── Information supplied

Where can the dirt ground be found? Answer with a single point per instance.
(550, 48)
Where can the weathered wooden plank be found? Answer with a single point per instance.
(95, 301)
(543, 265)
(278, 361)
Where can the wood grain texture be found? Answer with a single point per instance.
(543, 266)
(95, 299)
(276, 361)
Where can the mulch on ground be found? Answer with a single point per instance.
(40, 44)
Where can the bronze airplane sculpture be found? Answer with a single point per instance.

────

■ **Work task**
Find the line with "Where can the mulch" in the data above. Restate it and all later lines word for word, ending with the last line.

■ **Reply to the exercise**
Where can the mulch on ground be found? Answer with a single point per instance.
(40, 44)
Where can the bronze airplane sculpture be found? Answer with a single point per instance.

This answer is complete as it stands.